Set the data down again, exactly as it reads, but without the pictures.

[Photo-based referring expression data]

╔══

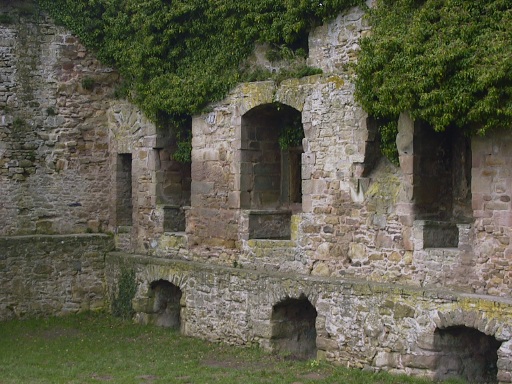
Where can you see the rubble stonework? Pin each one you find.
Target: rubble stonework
(54, 165)
(391, 262)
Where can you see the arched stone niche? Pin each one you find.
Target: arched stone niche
(162, 306)
(466, 353)
(293, 329)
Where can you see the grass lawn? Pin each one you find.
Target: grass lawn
(96, 348)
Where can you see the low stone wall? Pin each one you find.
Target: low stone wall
(358, 323)
(52, 275)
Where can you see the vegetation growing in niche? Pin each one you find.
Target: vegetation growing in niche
(126, 289)
(178, 56)
(448, 63)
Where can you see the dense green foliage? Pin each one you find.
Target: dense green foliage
(126, 289)
(177, 56)
(447, 62)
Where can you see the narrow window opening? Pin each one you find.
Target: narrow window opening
(166, 305)
(293, 328)
(124, 205)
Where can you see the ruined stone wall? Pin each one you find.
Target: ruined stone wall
(54, 169)
(159, 186)
(358, 324)
(491, 186)
(52, 275)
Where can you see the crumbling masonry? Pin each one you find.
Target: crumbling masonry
(325, 250)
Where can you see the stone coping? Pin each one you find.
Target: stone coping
(360, 285)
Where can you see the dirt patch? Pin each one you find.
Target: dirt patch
(102, 377)
(147, 378)
(57, 333)
(236, 364)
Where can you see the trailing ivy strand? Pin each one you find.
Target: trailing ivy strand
(448, 62)
(177, 56)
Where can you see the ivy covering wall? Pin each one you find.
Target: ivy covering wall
(447, 62)
(176, 56)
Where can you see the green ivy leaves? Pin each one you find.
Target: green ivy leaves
(447, 62)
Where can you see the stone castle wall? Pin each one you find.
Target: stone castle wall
(54, 168)
(358, 324)
(52, 275)
(386, 254)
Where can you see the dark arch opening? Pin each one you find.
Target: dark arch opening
(466, 353)
(293, 328)
(271, 156)
(166, 304)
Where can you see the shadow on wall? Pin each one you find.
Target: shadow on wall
(293, 328)
(466, 353)
(166, 304)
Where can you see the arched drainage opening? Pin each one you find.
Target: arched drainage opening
(166, 304)
(293, 328)
(466, 353)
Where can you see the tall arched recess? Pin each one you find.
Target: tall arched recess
(270, 169)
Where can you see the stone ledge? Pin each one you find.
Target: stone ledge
(360, 286)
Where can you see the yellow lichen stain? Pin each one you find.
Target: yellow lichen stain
(493, 309)
(337, 81)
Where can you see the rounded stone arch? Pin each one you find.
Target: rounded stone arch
(293, 327)
(271, 167)
(468, 345)
(166, 304)
(160, 299)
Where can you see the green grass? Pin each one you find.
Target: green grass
(95, 348)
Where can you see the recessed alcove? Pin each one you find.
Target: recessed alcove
(124, 205)
(271, 172)
(466, 353)
(166, 304)
(293, 328)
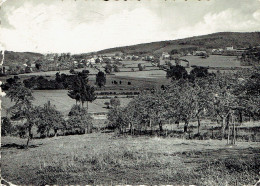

╚══

## ANSWER FOR THIS EXERCISE
Where can you see the rubble stonework? Pin each one you find.
Target: rubble stonework
(54, 165)
(391, 262)
Where can you see the arched stone niche? Pin each one you find.
Target: arched stone niche
(162, 306)
(466, 353)
(293, 329)
Where can you see the grass lawn? Pin each one you find.
Target: grass lawn
(96, 348)
Where can you see the low stone wall? Pin each one you find.
Target: low stone wall
(358, 323)
(52, 275)
Where can you see the vegetation growing in niche? Pin each one you find.
Target: vegetation growing in niche
(126, 289)
(178, 56)
(448, 63)
Where can you see the dense green foliage? Pin each one you find.
Target: dense green foliage
(126, 289)
(177, 56)
(447, 62)
Where can you see the narrow window opening? Pin each one you find.
Target: narrow window opening
(166, 305)
(293, 328)
(124, 205)
Where can you see the ruined stone wall? Pin each one you find.
Target: ruined stone wall
(54, 169)
(159, 186)
(358, 324)
(491, 186)
(52, 275)
Where can you see the crumbling masonry? Pin each one you find.
Target: crumbling masonry
(325, 250)
Where can you see the stone coping? Pin each one you find.
Target: stone coping
(360, 285)
Where can you see the dirt patch? Pin each one you find.
Target: dirt patch
(102, 377)
(147, 378)
(57, 333)
(236, 364)
Where can you see the trailing ivy strand? Pin each one you find.
Target: trailing ivy strand
(448, 62)
(177, 56)
Where can you see the ivy covering wall? Pin each one you find.
Target: ivy covering wall
(447, 62)
(176, 56)
Where can you see the green ivy leaves? Pin each one you find.
Target: green ivy leaves
(447, 62)
Where can you see the stone castle wall? Pin each one you find.
Target: stone castle wall
(54, 168)
(358, 324)
(52, 275)
(386, 254)
Where can you see the dark arch opening? Pin each one you find.
Target: dark arch opening
(466, 353)
(293, 328)
(271, 156)
(166, 304)
Where can you see the shadow on wall? Pin each one you find.
Target: shadow on wall
(293, 328)
(466, 353)
(166, 304)
Where can you see the arched drainage opening? Pin each one you find.
Target: arched drainage opening
(166, 304)
(293, 328)
(466, 353)
Where can you see the tall arched recess? Pin each one you find.
Target: tall arched recess
(270, 169)
Where can you see the stone ledge? Pin each one you find.
Target: stone ledge
(360, 286)
Where can you see the yellow lichen stain? Pin each one you find.
Target: yellow lichen stain
(493, 309)
(337, 81)
Where can you see the rounded stone arch? Pin each one you find.
Target: rounded stone arch
(293, 327)
(271, 167)
(468, 345)
(166, 304)
(160, 299)
Where can you see the green grass? Pin each one you find.
Target: green grass
(95, 348)
Where can you see the recessed alcove? Pin each one you find.
Target: recessed alcove
(124, 205)
(271, 172)
(466, 353)
(166, 304)
(293, 328)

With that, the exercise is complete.